[ABOUT THIS TASK] In the text below about MIPT's drug platform, rewrite the part from "According to its" up to and including "the report states.", swapping "centrifuges" for "filters".

[PASSAGE TO READ]

┄┄┄┄┄┄┄┄┄┄┄┄┄┄┄┄┄┄┄┄

The Moscow Institute of Physics and Technology (MIPT) has launched a platform for developing and scaling technologies for the synthesis of active pharmaceutical ingredients (APIs) for both generics and innovative drugs. The university reported that development is intended to be carried out on a full-cycle basis.
The establishment of the Workshop cluster at the university was described as “a natural response to the demands of the growing domestic pharmaceutical industry,” specifically the need to localize the production of active pharmaceutical ingredients (APIs) within Russia. According to MIPT, collaborations between pharmaceutical companies and university research groups will enable the implementation of full-scale projects to develop innovative Russian medicines.
According to its creators, the site’s uniqueness lies in its capacity to conduct turnkey projects—from the laboratory synthesis of milligrams of a novel compound to pilot-scale testing of its production technology in industrial reactors with a capacity of up to 100 liters. The cluster’s infrastructure features a variety of chemical reactors, industrial centrifuges, and other equipment for process scaling. This addresses a critical industry challenge by reducing the time and costs required for pharmaceutical companies to launch production and by decreasing their reliance on foreign suppliers of raw materials,” the report states.
Furthermore, the platform will be capable of addressing challenges associated with the manufacturing of niche pharmaceutical products. “The ideal scenario involves identifying in-demand products and raw materials needed by pharmaceutical companies, whose production would be economically viable for us. In this way, the Workshop represents our transition from providing services to manufacturing our own products,” stated Anton Alasheev, Head of the MIPT Preclinical Research Laboratory.
Two years ago, MIPT introduced a novel method for assessing drug cardiotoxicity. The innovative i-CARDIO technology enables the assessment of a drug’s potential danger to the heart during preclinical studies.

┄┄┄┄┄┄┄┄┄┄┄┄┄┄┄┄┄┄┄┄

[LISTED RECORDS]
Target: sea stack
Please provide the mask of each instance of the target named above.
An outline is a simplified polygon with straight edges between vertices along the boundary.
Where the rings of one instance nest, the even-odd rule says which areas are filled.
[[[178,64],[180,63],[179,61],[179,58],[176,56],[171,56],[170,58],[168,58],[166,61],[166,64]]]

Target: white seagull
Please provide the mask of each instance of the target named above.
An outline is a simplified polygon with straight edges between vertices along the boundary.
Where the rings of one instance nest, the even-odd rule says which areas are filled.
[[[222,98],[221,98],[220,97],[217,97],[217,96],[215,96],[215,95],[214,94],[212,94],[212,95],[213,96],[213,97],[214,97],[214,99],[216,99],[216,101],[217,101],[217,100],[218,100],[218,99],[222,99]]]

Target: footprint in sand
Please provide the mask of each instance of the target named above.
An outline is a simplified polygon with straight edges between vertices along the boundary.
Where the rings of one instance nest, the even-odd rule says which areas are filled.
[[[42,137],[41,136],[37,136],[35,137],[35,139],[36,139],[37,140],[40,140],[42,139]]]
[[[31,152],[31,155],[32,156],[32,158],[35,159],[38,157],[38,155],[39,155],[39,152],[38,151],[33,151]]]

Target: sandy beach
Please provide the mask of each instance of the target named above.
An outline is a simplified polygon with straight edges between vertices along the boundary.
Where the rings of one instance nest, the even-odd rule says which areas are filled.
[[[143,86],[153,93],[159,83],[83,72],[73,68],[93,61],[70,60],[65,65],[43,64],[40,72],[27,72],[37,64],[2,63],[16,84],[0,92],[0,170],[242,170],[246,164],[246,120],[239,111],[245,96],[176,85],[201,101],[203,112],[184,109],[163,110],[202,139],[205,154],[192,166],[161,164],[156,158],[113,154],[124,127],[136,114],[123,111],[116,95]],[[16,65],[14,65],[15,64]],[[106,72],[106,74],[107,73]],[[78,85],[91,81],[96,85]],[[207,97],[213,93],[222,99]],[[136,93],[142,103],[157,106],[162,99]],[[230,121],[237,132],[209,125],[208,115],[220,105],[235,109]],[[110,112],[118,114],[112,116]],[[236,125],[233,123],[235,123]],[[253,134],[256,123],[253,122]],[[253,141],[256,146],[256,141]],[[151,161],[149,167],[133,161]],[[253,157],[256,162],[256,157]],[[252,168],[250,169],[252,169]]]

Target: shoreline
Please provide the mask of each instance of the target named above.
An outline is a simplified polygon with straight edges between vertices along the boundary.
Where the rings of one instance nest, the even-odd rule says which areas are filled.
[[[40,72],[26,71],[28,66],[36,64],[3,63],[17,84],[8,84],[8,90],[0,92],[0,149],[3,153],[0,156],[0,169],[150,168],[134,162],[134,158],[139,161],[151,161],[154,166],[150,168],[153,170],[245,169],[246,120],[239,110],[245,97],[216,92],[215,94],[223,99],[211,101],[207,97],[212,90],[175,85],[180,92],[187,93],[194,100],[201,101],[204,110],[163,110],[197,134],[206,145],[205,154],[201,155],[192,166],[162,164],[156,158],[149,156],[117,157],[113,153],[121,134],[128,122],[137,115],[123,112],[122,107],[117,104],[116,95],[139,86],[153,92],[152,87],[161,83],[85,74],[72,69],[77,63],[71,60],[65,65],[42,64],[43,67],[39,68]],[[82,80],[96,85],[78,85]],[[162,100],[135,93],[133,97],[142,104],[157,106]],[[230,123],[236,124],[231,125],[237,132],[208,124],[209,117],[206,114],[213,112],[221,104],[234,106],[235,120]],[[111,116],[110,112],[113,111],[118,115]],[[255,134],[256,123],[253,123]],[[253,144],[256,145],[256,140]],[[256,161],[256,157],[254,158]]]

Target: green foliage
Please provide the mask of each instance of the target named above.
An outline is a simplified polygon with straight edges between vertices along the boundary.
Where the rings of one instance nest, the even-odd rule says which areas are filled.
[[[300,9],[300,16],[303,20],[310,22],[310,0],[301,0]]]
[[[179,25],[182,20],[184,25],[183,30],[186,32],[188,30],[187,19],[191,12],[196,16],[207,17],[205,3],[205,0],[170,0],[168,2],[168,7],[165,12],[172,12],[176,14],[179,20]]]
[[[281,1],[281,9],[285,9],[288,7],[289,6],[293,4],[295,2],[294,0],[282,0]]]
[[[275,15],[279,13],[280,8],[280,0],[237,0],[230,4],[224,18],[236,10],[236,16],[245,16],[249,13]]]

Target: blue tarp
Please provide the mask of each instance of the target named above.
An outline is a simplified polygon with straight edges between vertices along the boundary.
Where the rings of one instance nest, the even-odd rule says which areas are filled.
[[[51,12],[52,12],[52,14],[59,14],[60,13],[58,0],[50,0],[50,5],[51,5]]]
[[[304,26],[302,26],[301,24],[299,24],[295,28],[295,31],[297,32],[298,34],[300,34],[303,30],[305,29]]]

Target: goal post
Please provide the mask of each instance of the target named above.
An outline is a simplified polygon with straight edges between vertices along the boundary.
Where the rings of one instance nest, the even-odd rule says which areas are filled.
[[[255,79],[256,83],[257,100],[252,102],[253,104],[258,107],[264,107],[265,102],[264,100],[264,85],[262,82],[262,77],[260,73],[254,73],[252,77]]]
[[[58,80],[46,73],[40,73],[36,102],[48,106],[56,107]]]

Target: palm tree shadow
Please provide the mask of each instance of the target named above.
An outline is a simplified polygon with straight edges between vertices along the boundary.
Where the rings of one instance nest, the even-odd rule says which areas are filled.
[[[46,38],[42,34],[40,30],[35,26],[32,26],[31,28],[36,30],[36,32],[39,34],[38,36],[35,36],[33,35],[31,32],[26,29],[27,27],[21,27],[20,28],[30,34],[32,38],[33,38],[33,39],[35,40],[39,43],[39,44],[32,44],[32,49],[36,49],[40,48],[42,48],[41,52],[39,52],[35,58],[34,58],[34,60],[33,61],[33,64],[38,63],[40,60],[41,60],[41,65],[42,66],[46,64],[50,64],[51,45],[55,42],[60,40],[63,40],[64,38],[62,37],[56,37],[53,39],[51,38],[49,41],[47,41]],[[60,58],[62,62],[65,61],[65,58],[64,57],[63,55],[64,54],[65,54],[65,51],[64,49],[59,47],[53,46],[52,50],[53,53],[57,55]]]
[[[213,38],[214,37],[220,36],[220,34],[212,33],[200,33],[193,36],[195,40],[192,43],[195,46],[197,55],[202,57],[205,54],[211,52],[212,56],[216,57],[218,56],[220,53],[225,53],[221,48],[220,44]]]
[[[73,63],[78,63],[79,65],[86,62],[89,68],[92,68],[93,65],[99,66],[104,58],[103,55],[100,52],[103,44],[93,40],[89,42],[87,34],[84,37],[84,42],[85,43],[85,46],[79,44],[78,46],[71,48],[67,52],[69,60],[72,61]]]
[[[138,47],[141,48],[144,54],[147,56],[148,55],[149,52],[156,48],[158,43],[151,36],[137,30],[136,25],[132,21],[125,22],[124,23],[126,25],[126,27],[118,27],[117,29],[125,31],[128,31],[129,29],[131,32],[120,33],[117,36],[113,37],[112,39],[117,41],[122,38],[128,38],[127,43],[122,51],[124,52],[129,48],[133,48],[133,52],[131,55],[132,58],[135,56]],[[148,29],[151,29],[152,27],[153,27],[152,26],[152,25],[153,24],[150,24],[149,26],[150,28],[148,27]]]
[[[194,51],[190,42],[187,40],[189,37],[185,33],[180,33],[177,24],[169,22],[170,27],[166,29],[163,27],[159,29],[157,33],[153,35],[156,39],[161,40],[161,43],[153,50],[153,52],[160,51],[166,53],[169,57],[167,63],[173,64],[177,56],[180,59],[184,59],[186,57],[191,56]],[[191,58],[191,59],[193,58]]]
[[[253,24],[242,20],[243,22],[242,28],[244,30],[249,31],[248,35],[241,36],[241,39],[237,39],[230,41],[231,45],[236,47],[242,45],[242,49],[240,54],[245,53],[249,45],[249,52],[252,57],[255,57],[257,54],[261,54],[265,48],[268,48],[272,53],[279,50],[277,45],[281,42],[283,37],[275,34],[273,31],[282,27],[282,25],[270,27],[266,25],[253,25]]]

┄┄┄┄┄┄┄┄┄┄┄┄┄┄┄┄┄┄┄┄

[COMPLETED EXERCISE]
According to its creators, the site’s uniqueness lies in its capacity to conduct turnkey projects—from the laboratory synthesis of milligrams of a novel compound to pilot-scale testing of its production technology in industrial reactors with a capacity of up to 100 liters. The cluster’s infrastructure features a variety of chemical reactors, industrial filters, and other equipment for process scaling. This addresses a critical industry challenge by reducing the time and costs required for pharmaceutical companies to launch production and by decreasing their reliance on foreign suppliers of raw materials,” the report states.